▶ [Extract to read]:

# Oxalic Acid Mite Treatment Research, Part 1



## Boondocks (Sep 16, 2020)

From Bob Binnie on YouTube, "Research projects on varroa mite treatments with oxalic acid are reviewed with Jennifer Berry and Lewis Bartlett at the University of Georgia. "








Good info.


----------



## Duck River Honey (Mar 12, 2021)

Very interesting that they saw no control using OAV 7 X 5 day intervals. A lot of folks believe the opposite, so I wonder where the disconnect is? Methodology, climate, bees, ?????


----------



## Boondocks (Sep 16, 2020)

Maybe climate? 
This study will need to be repeated to check the validity. 
I think the best thing is to use other interventions to go along with OAV. I have Apivar on my hives currently and folks say Apivar is not working like it used to work. I may start using Formic Acid in the fall and then use OAV in late December and early January.


----------



## GFWestTexas (Jul 10, 2021)

Awesome, I think you really have to look at their research, there is no disconnect. Everyone knows that OAV will not treat under the wax capping, in an area where there is no true break in brood rearing this is not surprising. To hold the mites level in such area is very much controlling, they at no point mention creating a break in brood either because this is not what they looking for. If they had created a break in the brood cycle by manipulation the mite load would have dropped. None of these research’s are claiming that OAV is not effective. They are saying in that area of Georgia it is not enough. So you are looking at research that proves just because this works in one area of the US, or what ever country does not mean it will be effective for the whole. Due to the fact that OAV treatment is very much dependent on a break in the brood cycle. Very good video, thank you for posting.
Cody


----------



## Marcin (Jun 15, 2011)

Boondocks said:


> I think the best thing is to use other interventions to go along with OAV.


I surveyed my local bee club anonymously about oxalic acid use. The response rate wasn't the greatest ( as expected with beekeepers ), but those who used only oxalic acid vaporization on average did it 12 times and had about 50% survival rates.
Those who used oav in conjunction with another treatment, on average did 4 treatments and had 66% survival rates.


----------



## GFWestTexas (Jul 10, 2021)

I am thinking climate for sure, here I have very good survival rates with OAV. However I can treat in this area when most can’t especially those in northern states, it is also a lot drier in this area at certain key times of year. I would say that the beekeepers in your area probably know what works best in that area.


Marcin said:


> I surveyed my local bee club anonymously about oxalic acid use. The response rate wasn't the greatest ( as expected with beekeepers ), but those who used only oxalic acid vaporization on average did it 12 times and had about 50% survival rates.
> Those who used oav in conjunction with another treatment, on average did 4 treatments and had 66% survival rates.


----------



## johno (Dec 4, 2011)

▶ [Exercise objective]: In the oxalic acid thread, rewrite the passage between "Maybe climate?" and "and early January.", inclusive, so that "Apiguard" stands wherever "Apivar" appears.

▶ [Provided data]:
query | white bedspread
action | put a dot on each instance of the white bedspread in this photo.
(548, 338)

▶ [Result]:
Maybe climate? 
This study will need to be repeated to check the validity. 
I think the best thing is to use other interventions to go along with OAV. I have Apiguard on my hives currently and folks say Apiguard is not working like it used to work. I may start using Formic Acid in the fall and then use OAV in late December and early January.